→ Exercise objective:
Begin at the line that contains "Can you spot any flower" and stop after the line that contains "148, 153, 238, 269". Output those lines, both ends included, as a numbered list with blank lines left out.
Data for the task start
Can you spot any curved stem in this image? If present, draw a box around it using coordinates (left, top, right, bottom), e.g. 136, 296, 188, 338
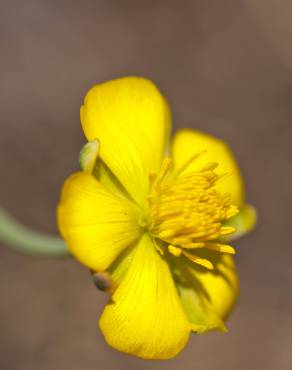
0, 207, 70, 257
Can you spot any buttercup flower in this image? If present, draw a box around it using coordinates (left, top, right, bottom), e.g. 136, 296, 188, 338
57, 77, 255, 359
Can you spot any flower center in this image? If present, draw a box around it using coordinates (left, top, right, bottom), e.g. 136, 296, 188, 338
148, 153, 238, 269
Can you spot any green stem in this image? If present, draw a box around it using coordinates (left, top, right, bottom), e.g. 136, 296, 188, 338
0, 207, 70, 257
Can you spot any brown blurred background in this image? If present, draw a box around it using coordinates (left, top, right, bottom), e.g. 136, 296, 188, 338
0, 0, 292, 370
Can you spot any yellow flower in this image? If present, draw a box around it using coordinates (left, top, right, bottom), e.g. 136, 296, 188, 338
58, 77, 255, 359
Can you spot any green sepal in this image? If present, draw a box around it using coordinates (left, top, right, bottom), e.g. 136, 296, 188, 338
79, 139, 99, 172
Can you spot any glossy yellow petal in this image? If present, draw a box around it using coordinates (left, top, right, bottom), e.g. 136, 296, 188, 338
224, 204, 257, 242
196, 252, 239, 319
177, 284, 226, 334
184, 250, 239, 319
172, 129, 244, 207
99, 233, 190, 359
57, 172, 141, 271
80, 77, 171, 205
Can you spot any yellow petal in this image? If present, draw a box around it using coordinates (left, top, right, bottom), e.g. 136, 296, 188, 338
172, 129, 244, 207
171, 249, 239, 334
80, 77, 171, 205
57, 172, 141, 271
188, 250, 239, 319
99, 233, 190, 359
224, 204, 257, 241
177, 284, 226, 334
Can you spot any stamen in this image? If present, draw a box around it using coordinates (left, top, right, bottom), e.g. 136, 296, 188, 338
206, 243, 235, 254
148, 158, 238, 269
167, 245, 182, 257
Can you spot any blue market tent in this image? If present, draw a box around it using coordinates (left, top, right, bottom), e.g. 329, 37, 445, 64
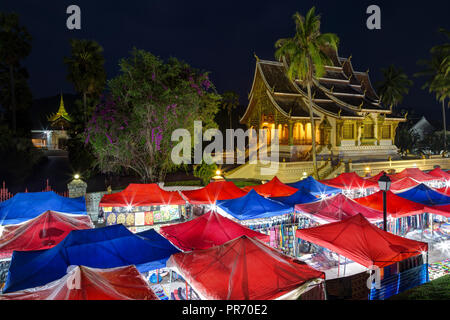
397, 183, 450, 206
3, 224, 180, 293
288, 176, 342, 197
270, 189, 319, 209
0, 191, 87, 225
216, 190, 293, 220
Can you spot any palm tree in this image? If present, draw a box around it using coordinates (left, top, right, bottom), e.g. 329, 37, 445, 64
375, 64, 413, 110
275, 7, 339, 179
415, 29, 450, 152
222, 91, 239, 129
0, 13, 31, 132
64, 39, 106, 124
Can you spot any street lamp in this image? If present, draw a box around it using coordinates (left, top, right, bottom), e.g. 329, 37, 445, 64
378, 172, 391, 231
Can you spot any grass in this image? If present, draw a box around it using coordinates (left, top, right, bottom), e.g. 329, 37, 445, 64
390, 275, 450, 300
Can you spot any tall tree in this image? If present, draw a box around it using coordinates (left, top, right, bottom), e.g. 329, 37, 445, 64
222, 91, 239, 129
415, 29, 450, 152
375, 64, 413, 110
275, 7, 339, 179
64, 39, 106, 124
0, 12, 31, 133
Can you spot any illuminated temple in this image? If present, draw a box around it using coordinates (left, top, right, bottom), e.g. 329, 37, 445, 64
240, 48, 405, 160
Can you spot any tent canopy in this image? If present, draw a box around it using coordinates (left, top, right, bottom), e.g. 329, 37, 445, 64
295, 194, 383, 223
288, 176, 341, 197
397, 184, 450, 206
217, 189, 297, 220
0, 266, 158, 300
243, 177, 297, 197
354, 191, 426, 218
320, 172, 378, 190
0, 191, 87, 226
428, 167, 450, 180
390, 168, 440, 182
100, 183, 186, 207
167, 236, 325, 300
3, 225, 179, 293
0, 211, 94, 259
271, 189, 318, 209
296, 214, 428, 268
181, 181, 247, 204
160, 211, 269, 251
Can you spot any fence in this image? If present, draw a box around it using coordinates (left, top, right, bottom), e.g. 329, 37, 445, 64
0, 179, 69, 202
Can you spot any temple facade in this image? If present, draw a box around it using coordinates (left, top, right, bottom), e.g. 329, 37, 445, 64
240, 52, 406, 161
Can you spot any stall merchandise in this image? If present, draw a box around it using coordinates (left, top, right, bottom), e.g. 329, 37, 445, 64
295, 194, 383, 224
99, 183, 186, 227
0, 211, 94, 259
296, 214, 428, 268
160, 211, 269, 251
0, 266, 158, 300
243, 177, 297, 197
288, 176, 342, 198
217, 189, 297, 220
181, 181, 247, 204
167, 236, 325, 300
3, 225, 179, 293
0, 191, 87, 226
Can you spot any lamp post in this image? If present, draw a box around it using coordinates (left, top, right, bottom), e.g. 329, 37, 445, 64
378, 172, 391, 231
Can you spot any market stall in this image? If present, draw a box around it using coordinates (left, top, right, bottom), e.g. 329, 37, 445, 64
167, 236, 325, 300
3, 225, 179, 293
99, 183, 187, 232
243, 177, 297, 198
288, 176, 342, 198
0, 211, 94, 259
0, 266, 158, 300
320, 172, 378, 198
159, 211, 269, 251
296, 214, 428, 300
0, 191, 87, 226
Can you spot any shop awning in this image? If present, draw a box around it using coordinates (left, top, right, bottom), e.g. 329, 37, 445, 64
295, 194, 383, 223
3, 225, 179, 293
160, 211, 269, 251
288, 176, 341, 197
167, 236, 325, 300
0, 266, 158, 300
0, 191, 87, 226
296, 214, 428, 268
181, 181, 247, 204
99, 183, 186, 207
397, 184, 450, 206
0, 211, 94, 259
217, 189, 297, 220
320, 172, 378, 190
354, 191, 427, 218
243, 177, 297, 197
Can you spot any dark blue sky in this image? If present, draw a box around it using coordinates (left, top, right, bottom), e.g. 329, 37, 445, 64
0, 0, 450, 117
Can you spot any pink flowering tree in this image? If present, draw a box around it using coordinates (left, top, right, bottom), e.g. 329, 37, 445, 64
85, 49, 220, 182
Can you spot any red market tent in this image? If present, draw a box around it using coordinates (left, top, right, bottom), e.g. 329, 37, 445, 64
390, 168, 441, 182
295, 194, 383, 223
160, 211, 269, 251
0, 211, 94, 259
428, 167, 450, 180
354, 191, 427, 218
320, 172, 378, 190
167, 236, 325, 300
296, 214, 428, 268
243, 177, 298, 198
389, 177, 420, 192
0, 266, 158, 300
100, 183, 186, 207
181, 181, 247, 204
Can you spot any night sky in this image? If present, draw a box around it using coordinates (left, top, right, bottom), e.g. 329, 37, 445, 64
0, 0, 450, 119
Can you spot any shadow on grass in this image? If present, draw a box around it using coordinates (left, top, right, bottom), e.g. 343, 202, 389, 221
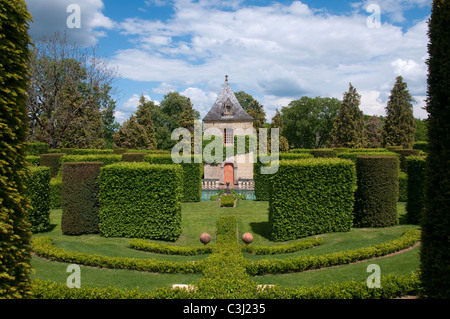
250, 222, 270, 240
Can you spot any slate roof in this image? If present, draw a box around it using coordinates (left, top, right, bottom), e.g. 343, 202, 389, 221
203, 76, 253, 122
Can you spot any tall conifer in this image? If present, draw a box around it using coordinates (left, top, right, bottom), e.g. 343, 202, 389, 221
331, 83, 365, 148
383, 76, 416, 148
420, 0, 450, 298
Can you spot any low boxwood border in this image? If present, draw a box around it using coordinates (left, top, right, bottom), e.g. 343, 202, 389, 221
246, 229, 420, 276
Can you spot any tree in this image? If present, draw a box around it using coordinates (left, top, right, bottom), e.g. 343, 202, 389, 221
113, 95, 156, 150
420, 0, 450, 299
331, 83, 365, 148
281, 96, 341, 148
27, 33, 117, 148
366, 115, 382, 148
383, 76, 416, 148
0, 0, 32, 299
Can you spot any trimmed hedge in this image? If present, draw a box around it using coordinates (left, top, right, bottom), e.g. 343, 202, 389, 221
31, 236, 203, 274
59, 154, 122, 165
246, 229, 420, 276
311, 149, 338, 158
406, 156, 426, 225
50, 177, 62, 209
253, 152, 313, 201
27, 142, 49, 156
144, 154, 203, 202
99, 163, 183, 241
61, 162, 103, 235
393, 149, 420, 172
39, 153, 66, 177
354, 156, 399, 227
122, 152, 147, 162
27, 166, 50, 233
220, 195, 236, 207
269, 158, 356, 241
398, 172, 408, 202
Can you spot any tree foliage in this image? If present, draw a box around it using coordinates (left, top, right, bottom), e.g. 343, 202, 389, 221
281, 96, 341, 148
420, 0, 450, 298
383, 76, 416, 148
0, 0, 31, 298
331, 83, 365, 148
Data for the task end
→ Answer to the exercise:
1. Can you spot any flower center in this image? If present, draw a box around it using coordinates (left, top, right, bottom), e.g. 136, 296, 188, 338
2. 148, 153, 238, 269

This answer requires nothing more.